Task to complete
What you write should be the line containing "the wooden peninsula" followed by every line after it to the end of the listing, exactly as given, and nothing more.

Data for the task
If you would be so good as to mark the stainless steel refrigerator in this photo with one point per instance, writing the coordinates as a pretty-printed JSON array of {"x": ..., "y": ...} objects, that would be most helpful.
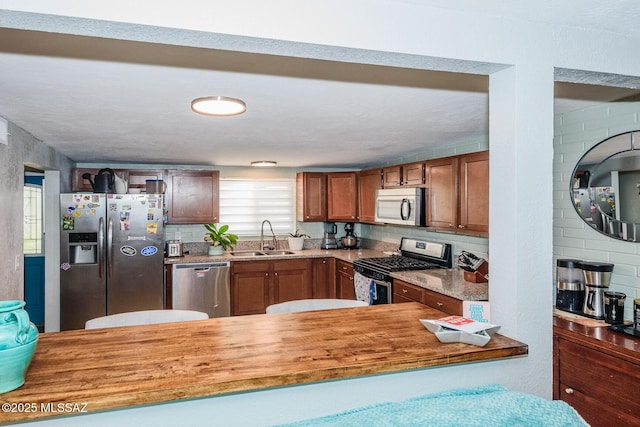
[{"x": 111, "y": 255}]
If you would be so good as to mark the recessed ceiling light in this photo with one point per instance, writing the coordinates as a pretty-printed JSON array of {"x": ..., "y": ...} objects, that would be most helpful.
[
  {"x": 218, "y": 106},
  {"x": 264, "y": 163}
]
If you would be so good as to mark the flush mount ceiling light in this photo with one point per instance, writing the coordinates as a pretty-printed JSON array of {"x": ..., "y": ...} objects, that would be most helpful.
[
  {"x": 218, "y": 106},
  {"x": 264, "y": 163}
]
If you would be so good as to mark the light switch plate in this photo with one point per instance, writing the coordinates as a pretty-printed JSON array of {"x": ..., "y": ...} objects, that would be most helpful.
[{"x": 4, "y": 131}]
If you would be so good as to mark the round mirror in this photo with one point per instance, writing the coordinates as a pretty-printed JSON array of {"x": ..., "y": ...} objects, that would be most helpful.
[{"x": 606, "y": 187}]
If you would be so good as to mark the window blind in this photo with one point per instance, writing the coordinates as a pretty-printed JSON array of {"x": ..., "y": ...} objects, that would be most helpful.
[{"x": 244, "y": 204}]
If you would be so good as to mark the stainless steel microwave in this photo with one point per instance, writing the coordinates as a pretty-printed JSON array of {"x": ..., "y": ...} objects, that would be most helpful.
[{"x": 403, "y": 206}]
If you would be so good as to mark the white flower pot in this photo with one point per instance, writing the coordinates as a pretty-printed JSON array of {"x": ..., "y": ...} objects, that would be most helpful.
[
  {"x": 215, "y": 250},
  {"x": 296, "y": 243}
]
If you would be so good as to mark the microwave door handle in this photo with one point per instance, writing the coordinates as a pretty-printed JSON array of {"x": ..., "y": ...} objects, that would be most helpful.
[{"x": 405, "y": 206}]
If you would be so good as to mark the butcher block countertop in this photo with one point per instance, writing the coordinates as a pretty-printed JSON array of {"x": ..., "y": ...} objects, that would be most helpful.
[{"x": 106, "y": 369}]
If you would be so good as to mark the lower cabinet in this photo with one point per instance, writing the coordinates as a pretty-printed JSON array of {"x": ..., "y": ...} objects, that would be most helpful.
[
  {"x": 323, "y": 275},
  {"x": 598, "y": 379},
  {"x": 406, "y": 292},
  {"x": 256, "y": 285},
  {"x": 344, "y": 280}
]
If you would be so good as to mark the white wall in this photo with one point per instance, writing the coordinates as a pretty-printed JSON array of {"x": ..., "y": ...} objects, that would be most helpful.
[{"x": 575, "y": 134}]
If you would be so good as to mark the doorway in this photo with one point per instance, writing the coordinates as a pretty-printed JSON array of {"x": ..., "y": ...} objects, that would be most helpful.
[{"x": 33, "y": 238}]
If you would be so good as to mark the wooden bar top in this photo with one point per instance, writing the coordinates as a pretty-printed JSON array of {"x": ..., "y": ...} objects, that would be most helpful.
[{"x": 114, "y": 368}]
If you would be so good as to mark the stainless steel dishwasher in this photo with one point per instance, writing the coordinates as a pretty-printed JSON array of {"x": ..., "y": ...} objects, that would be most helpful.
[{"x": 202, "y": 287}]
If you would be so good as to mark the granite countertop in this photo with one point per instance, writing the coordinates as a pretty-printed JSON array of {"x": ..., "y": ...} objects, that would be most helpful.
[
  {"x": 448, "y": 282},
  {"x": 117, "y": 368}
]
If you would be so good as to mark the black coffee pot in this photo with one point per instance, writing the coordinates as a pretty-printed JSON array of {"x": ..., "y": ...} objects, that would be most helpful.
[{"x": 103, "y": 182}]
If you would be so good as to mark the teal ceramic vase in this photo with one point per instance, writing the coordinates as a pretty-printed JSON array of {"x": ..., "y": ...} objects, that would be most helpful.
[{"x": 18, "y": 339}]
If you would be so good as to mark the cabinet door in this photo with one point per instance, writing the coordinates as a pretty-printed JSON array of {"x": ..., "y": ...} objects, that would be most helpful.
[
  {"x": 392, "y": 176},
  {"x": 250, "y": 287},
  {"x": 474, "y": 192},
  {"x": 342, "y": 196},
  {"x": 413, "y": 174},
  {"x": 406, "y": 292},
  {"x": 292, "y": 280},
  {"x": 344, "y": 281},
  {"x": 368, "y": 182},
  {"x": 323, "y": 274},
  {"x": 442, "y": 195},
  {"x": 193, "y": 197},
  {"x": 311, "y": 196}
]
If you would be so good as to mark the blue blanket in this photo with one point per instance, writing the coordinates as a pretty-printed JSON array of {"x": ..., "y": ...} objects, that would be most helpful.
[{"x": 485, "y": 406}]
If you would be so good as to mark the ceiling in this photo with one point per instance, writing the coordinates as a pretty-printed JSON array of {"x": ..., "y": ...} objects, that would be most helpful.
[{"x": 100, "y": 100}]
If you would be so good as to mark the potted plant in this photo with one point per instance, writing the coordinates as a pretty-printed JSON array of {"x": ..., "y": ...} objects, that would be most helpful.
[
  {"x": 220, "y": 239},
  {"x": 296, "y": 240}
]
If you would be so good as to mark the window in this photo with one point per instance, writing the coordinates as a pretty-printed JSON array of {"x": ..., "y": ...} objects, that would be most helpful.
[
  {"x": 244, "y": 204},
  {"x": 32, "y": 220}
]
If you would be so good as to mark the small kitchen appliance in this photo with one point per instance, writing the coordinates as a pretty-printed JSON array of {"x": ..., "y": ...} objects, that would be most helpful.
[
  {"x": 174, "y": 248},
  {"x": 569, "y": 285},
  {"x": 614, "y": 307},
  {"x": 349, "y": 241},
  {"x": 329, "y": 240},
  {"x": 596, "y": 280},
  {"x": 415, "y": 255}
]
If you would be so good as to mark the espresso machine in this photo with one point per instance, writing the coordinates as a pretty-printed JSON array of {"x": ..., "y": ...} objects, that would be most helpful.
[
  {"x": 597, "y": 276},
  {"x": 329, "y": 240}
]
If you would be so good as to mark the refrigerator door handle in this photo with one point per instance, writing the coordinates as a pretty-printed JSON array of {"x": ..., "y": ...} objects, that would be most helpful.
[
  {"x": 110, "y": 247},
  {"x": 101, "y": 247}
]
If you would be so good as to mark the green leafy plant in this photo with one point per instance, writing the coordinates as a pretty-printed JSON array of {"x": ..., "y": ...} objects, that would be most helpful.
[
  {"x": 218, "y": 236},
  {"x": 298, "y": 234}
]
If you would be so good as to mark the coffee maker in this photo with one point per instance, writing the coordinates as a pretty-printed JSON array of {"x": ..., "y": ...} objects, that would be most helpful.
[
  {"x": 329, "y": 240},
  {"x": 597, "y": 276}
]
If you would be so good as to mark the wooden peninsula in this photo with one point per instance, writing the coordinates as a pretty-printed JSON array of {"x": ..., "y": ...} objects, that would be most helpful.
[{"x": 115, "y": 368}]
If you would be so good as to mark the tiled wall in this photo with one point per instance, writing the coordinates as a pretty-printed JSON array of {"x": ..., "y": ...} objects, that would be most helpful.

Answer to this exercise
If you would be so good as to mark the wooden peninsula in this photo with one point per instance, writing the coordinates as a pretty-printed JSON array of {"x": ..., "y": ...} objects, that would be most helpful.
[{"x": 115, "y": 368}]
If you would be so good as to mark the tiled wall in this photo with one point per instance, writing the coordinates as a pretty-printed JSON array of {"x": ..., "y": ...} objects, that would be most helpful.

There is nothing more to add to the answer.